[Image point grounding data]
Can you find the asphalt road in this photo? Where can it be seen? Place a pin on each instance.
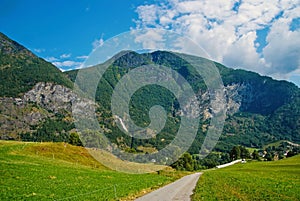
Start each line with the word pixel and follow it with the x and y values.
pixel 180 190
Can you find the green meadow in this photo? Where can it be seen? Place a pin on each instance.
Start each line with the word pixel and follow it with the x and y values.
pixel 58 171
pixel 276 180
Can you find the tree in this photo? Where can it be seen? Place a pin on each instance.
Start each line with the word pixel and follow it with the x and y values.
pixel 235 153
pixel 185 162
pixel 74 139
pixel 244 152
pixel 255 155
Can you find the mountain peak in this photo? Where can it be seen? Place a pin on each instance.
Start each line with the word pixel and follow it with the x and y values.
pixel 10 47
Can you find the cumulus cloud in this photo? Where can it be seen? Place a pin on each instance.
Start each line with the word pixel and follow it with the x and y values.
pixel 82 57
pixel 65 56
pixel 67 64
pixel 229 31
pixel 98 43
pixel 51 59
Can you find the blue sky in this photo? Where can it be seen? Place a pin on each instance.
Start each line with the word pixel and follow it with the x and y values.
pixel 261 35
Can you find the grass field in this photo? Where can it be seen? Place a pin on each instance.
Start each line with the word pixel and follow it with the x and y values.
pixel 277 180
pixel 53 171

▶ BRIEF
Only the pictures stay out; the rest of the entries above must be written out exactly.

▶ EXPECTED ANSWER
Can you find the asphalt road in this photo? Where can it be seen? Place a pin on each instance.
Start each line with the word pixel and follow it with the x and y values.
pixel 180 190
Can you find the green meadow in this photo? Where can it be seen? Place a pin on each instance.
Start each line with the word pixel and follow it with the x and y values.
pixel 58 171
pixel 276 180
Can you find the tree in this photo? Where can it be seen? Place a pin on each instance.
Start each line with the word pixel and follow it with the x and y values.
pixel 235 153
pixel 185 162
pixel 74 139
pixel 244 152
pixel 255 155
Can you find the mountain peak in this photo? Where can it be seen? Place a pin on each instance.
Start each line with the word pixel and follow it with the x and y values.
pixel 10 47
Can you find the cumulus cloud in this photo? Where can it be seen? Place a pin on each instance.
Start each line with the word pixel and follow it with the x and y values.
pixel 82 57
pixel 65 56
pixel 67 64
pixel 229 31
pixel 98 43
pixel 51 59
Can you find the blue sky in this photo? Where can it be seen? Place a pin on each instance.
Start each line with the word pixel and follow it with the x and y values.
pixel 261 35
Can you find the grass field in this photo? Where can it be seen? Place a pin on each instance.
Start each line with the word pixel and follow it with the x and y values.
pixel 277 180
pixel 53 171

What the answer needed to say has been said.